■ **STATED PROBLEM**
Set out the rows below as a numbered list, leaving out any blank lines.
• • •
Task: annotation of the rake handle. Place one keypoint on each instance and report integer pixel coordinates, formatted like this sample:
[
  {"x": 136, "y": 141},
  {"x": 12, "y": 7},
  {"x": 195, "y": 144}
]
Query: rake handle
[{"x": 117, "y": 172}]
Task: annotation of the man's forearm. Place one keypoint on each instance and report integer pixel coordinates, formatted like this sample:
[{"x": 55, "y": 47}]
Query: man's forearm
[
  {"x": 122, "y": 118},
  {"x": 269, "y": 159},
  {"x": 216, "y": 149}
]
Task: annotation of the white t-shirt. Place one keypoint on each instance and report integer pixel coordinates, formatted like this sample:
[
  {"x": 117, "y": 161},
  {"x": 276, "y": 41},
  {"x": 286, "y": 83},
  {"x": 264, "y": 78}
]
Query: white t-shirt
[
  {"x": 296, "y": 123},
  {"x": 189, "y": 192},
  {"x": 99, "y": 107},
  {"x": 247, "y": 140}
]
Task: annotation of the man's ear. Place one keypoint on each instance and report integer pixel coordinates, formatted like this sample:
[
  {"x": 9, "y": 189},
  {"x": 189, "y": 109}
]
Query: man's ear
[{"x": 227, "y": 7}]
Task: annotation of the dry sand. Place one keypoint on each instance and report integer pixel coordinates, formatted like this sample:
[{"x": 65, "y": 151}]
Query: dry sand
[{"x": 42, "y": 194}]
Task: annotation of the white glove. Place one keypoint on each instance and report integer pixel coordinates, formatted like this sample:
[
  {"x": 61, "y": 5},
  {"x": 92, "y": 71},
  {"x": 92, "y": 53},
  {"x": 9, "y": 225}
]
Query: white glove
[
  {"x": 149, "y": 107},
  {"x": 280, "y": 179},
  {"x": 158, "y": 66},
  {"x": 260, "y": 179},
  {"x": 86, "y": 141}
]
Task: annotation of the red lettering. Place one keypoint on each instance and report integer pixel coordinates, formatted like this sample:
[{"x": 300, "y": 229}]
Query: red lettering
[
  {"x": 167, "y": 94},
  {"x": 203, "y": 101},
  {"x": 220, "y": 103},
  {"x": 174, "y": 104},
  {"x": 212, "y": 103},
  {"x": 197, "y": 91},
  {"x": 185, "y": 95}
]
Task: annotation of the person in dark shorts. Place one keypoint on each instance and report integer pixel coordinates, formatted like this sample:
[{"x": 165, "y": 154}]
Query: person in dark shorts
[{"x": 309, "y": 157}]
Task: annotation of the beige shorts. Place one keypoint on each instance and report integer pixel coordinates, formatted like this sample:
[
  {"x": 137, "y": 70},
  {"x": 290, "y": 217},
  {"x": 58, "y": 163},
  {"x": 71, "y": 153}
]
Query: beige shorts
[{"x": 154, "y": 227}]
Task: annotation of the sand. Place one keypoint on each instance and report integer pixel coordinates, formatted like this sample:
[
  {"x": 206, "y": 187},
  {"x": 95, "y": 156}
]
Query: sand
• • •
■ **RIGHT ANSWER**
1. Task: annotation of the rake handle. Place one keypoint on each instance and report integer pixel coordinates, formatted like this sample:
2. [
3.   {"x": 136, "y": 141},
4.   {"x": 12, "y": 7},
5.   {"x": 195, "y": 144}
6. ]
7. Query: rake handle
8. [{"x": 117, "y": 172}]
9. Task: annotation of the man's forearm. Place one keypoint on each instance and report integer pixel coordinates, formatted like this sample:
10. [{"x": 55, "y": 47}]
11. Query: man's forearm
12. [
13.   {"x": 122, "y": 118},
14.   {"x": 269, "y": 159},
15.   {"x": 216, "y": 149}
16. ]
17. Task: annotation of the white t-shirt. Place one keypoint on each instance and report integer pixel coordinates, formatted like this sample:
18. [
19.   {"x": 117, "y": 161},
20.   {"x": 276, "y": 41},
21.   {"x": 286, "y": 83},
22.   {"x": 264, "y": 78}
23. ]
24. Query: white t-shirt
25. [
26.   {"x": 296, "y": 123},
27.   {"x": 189, "y": 192},
28.   {"x": 99, "y": 107},
29.   {"x": 247, "y": 140}
30. ]
31. Task: annotation of the man's ear. Place one keypoint on each instance and report integer pixel coordinates, formatted like this sample:
32. [
33.   {"x": 9, "y": 189},
34.   {"x": 189, "y": 109}
35. ]
36. Query: man's ear
37. [{"x": 227, "y": 7}]
38. Task: annotation of the dry sand. Place one keypoint on each instance and report integer pixel coordinates, formatted like this sample:
39. [{"x": 65, "y": 151}]
40. Query: dry sand
41. [{"x": 42, "y": 194}]
42. Task: annotation of the white glove. Place one keypoint on each instance and report integer pixel coordinates, formatted like this sample:
43. [
44.   {"x": 61, "y": 5},
45.   {"x": 92, "y": 71},
46.   {"x": 92, "y": 53},
47.   {"x": 9, "y": 225}
48. ]
49. Query: white glove
50. [
51.   {"x": 149, "y": 107},
52.   {"x": 280, "y": 179},
53.   {"x": 158, "y": 66},
54.   {"x": 260, "y": 179},
55.   {"x": 86, "y": 141}
56. ]
57. Task: annotation of the red lettering. Place one keypoint on each instance and report integer pixel coordinates, formatted like this sample:
58. [{"x": 300, "y": 229}]
59. Query: red lettering
60. [
61.   {"x": 167, "y": 94},
62.   {"x": 203, "y": 101},
63.   {"x": 220, "y": 103},
64.   {"x": 174, "y": 104},
65.   {"x": 212, "y": 103},
66.   {"x": 197, "y": 91},
67.   {"x": 185, "y": 95}
68. ]
69. Task: annotation of the person in dark shorts. Place one keypoint on each instance and report integer pixel coordinates, formatted like this sample:
70. [{"x": 165, "y": 154}]
71. Query: person in dark shorts
72. [{"x": 309, "y": 157}]
73. Task: annotation of the beige shorts. Place one keypoint on each instance and report integer pixel coordinates, formatted like this sample:
74. [
75.   {"x": 137, "y": 70},
76.   {"x": 290, "y": 217},
77.   {"x": 58, "y": 163},
78.   {"x": 71, "y": 153}
79. ]
80. Query: beige shorts
81. [{"x": 154, "y": 227}]
82. Task: annotation of the sand. Place one keypoint on each instance and report integer pixel coordinates, formatted like this sample:
83. [
84.   {"x": 206, "y": 187},
85.   {"x": 95, "y": 156}
86. ]
87. Query: sand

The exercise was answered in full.